* Begin INFORMATION SUPPLIED *

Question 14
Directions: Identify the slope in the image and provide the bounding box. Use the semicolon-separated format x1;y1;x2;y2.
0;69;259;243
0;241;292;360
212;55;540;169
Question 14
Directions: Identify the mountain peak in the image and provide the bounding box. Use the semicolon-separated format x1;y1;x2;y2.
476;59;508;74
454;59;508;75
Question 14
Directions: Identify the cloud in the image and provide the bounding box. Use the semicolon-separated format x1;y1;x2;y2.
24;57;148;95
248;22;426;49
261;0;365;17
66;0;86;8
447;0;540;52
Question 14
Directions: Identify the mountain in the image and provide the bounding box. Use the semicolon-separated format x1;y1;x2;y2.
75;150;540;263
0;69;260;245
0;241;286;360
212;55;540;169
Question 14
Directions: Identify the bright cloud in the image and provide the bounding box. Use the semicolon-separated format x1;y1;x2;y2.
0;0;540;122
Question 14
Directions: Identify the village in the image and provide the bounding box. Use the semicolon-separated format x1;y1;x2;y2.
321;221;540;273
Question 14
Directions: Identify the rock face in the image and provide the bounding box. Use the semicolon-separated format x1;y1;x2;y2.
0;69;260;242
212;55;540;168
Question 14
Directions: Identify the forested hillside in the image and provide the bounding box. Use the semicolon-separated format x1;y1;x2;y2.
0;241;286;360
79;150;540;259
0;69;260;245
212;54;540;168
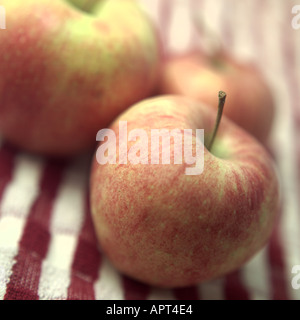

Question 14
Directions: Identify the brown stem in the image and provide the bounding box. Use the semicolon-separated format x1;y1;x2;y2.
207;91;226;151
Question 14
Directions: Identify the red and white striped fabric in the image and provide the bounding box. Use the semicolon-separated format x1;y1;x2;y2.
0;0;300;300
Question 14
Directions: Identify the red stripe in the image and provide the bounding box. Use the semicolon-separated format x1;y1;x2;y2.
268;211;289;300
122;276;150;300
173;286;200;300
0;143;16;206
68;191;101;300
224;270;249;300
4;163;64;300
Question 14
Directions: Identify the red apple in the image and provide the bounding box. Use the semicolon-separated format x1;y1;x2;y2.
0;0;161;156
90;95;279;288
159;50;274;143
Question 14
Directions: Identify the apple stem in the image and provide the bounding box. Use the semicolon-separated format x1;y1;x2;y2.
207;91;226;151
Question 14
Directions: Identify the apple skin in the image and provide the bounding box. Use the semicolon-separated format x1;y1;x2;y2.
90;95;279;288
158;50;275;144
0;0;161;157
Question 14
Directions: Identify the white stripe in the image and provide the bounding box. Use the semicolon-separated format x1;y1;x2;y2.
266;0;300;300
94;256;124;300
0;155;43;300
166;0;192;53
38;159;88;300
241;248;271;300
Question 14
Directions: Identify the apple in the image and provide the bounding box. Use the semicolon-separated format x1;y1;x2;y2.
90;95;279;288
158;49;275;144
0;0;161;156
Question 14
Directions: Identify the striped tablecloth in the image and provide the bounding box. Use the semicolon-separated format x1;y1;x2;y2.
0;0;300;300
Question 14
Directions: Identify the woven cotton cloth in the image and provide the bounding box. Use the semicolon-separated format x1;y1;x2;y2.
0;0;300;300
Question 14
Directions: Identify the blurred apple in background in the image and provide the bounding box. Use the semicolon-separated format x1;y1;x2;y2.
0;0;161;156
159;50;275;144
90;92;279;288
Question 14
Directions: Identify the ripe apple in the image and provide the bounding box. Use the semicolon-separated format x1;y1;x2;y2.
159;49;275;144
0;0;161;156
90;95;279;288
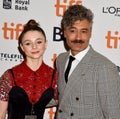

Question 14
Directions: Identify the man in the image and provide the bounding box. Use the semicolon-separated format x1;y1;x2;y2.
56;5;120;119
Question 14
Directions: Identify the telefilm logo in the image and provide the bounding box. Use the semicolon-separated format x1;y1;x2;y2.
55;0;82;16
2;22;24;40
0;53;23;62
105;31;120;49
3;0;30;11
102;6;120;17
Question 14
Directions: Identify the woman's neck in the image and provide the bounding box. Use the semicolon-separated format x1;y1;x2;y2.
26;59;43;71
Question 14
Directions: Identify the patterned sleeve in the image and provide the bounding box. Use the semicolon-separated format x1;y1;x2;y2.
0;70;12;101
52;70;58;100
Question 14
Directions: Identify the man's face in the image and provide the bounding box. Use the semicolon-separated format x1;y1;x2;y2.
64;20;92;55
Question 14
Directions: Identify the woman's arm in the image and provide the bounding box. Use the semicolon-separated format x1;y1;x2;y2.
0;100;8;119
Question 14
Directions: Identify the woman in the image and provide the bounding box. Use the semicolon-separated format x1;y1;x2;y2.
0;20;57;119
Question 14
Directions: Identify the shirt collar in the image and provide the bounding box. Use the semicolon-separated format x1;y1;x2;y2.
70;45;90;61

* End INFORMATION SUPPLIED *
* Begin INFORMATION SUPPLIED *

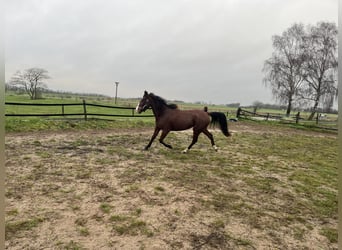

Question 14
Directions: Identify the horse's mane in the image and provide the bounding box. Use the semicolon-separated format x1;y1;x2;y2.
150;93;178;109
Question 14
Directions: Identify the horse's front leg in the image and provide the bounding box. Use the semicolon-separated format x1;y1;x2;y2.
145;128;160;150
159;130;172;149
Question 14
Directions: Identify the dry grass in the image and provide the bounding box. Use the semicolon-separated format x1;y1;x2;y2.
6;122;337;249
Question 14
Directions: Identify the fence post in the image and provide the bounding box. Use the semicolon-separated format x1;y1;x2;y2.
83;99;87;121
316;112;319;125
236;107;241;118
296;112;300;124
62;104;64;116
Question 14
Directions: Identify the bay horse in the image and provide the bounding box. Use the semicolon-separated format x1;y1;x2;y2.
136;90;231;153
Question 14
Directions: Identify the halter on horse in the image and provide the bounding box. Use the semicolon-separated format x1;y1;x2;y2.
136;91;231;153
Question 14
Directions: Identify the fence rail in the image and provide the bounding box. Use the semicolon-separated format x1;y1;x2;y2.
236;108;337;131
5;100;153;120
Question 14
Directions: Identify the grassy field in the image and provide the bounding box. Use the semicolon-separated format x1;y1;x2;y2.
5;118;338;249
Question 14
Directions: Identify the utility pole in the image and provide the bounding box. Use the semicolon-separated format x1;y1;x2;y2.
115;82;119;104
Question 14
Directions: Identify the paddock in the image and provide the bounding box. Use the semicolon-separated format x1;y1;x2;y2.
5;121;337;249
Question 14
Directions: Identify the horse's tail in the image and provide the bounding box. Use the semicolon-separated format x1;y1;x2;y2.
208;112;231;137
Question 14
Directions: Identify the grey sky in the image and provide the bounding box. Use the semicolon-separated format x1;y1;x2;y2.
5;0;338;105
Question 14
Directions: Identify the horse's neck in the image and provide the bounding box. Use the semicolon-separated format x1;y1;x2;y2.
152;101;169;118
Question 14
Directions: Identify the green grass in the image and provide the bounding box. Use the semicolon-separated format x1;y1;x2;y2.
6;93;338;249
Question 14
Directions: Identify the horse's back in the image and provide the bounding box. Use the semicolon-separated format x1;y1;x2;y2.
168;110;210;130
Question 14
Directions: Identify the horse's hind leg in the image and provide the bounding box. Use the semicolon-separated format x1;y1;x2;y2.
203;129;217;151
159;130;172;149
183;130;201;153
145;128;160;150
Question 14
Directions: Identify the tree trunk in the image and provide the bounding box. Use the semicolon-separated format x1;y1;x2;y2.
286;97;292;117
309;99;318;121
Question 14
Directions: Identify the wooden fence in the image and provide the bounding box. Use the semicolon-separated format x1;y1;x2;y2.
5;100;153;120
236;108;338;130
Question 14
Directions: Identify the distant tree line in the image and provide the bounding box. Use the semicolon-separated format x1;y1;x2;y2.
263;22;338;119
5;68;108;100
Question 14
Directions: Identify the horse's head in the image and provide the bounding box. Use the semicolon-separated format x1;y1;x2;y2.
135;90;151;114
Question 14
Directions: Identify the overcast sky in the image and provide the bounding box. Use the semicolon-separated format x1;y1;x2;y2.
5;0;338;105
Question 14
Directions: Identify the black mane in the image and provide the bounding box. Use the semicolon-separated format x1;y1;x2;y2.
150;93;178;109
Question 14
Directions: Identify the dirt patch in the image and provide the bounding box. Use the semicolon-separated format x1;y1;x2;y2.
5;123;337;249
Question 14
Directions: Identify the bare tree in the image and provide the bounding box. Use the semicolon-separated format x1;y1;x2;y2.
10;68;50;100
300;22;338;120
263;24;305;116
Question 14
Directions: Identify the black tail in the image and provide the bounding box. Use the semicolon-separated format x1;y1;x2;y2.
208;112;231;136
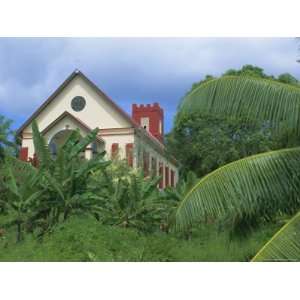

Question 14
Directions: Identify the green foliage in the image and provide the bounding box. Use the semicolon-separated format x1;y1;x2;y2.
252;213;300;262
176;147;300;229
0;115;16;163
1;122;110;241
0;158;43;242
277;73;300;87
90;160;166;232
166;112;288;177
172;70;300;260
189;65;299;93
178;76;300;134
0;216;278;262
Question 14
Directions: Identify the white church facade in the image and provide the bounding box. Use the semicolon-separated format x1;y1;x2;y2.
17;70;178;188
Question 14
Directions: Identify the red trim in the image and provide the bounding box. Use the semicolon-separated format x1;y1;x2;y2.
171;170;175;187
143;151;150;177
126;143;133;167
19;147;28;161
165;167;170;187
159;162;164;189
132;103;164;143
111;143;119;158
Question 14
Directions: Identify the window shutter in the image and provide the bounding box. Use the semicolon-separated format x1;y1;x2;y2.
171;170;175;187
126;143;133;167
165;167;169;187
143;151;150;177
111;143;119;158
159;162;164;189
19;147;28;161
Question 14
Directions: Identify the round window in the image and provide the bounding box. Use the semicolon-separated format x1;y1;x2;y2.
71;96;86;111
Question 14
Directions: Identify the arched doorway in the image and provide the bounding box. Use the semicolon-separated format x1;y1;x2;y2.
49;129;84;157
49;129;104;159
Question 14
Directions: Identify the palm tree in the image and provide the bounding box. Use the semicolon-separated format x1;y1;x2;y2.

* End INFORMATION SUPPLIED *
* Begin INFORMATION SUPPLIED *

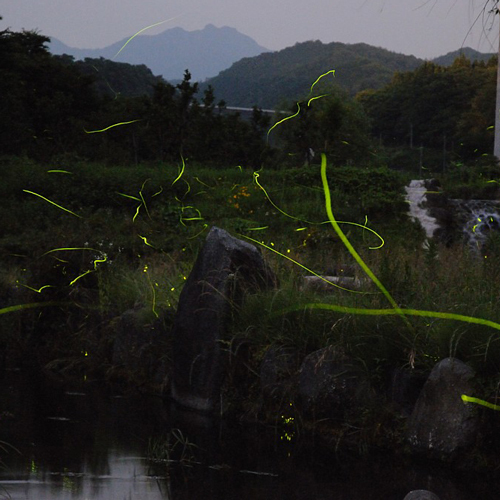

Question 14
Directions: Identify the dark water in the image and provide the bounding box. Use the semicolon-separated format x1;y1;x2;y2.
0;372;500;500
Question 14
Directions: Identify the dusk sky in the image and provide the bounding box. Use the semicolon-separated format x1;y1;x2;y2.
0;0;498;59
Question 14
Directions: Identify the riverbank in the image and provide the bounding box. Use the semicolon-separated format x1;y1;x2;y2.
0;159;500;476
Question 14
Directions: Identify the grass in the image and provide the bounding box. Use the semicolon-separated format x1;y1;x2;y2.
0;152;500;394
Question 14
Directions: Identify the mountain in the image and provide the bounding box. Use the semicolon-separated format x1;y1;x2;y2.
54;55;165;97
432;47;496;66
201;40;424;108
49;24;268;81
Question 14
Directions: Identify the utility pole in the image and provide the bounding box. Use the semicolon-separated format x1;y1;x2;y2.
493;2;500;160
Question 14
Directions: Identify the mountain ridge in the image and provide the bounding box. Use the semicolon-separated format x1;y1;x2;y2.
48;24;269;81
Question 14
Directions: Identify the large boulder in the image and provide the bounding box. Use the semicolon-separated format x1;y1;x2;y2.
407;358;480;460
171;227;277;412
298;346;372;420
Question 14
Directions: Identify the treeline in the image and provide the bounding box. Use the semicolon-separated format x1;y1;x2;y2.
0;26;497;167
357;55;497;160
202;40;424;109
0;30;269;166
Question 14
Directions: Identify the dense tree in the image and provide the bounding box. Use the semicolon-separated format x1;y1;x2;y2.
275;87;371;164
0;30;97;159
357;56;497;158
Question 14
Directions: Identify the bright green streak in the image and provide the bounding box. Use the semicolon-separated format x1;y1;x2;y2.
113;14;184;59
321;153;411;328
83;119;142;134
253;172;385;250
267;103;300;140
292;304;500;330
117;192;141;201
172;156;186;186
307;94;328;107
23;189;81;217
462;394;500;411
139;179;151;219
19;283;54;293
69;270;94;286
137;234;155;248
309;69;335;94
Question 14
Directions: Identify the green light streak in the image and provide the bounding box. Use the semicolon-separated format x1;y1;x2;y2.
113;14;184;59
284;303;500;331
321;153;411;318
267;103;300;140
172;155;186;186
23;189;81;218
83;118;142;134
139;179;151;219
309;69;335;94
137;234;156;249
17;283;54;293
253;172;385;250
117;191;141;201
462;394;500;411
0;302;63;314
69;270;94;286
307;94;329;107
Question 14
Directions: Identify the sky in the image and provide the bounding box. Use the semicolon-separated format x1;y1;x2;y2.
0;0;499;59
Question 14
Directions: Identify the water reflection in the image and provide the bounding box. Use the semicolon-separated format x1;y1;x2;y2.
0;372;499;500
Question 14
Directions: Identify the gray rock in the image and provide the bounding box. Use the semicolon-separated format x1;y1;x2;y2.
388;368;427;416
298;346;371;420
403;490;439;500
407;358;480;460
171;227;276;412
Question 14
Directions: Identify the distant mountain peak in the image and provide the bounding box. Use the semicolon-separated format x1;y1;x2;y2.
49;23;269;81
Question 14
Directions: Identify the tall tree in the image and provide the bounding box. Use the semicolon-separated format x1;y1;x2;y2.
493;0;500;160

* End INFORMATION SUPPLIED *

--- YOUR INSTRUCTIONS ---
How many lines in the rows above contain the string "woman"? Reply with the number alone.

--- EXPECTED ANSWER ---
3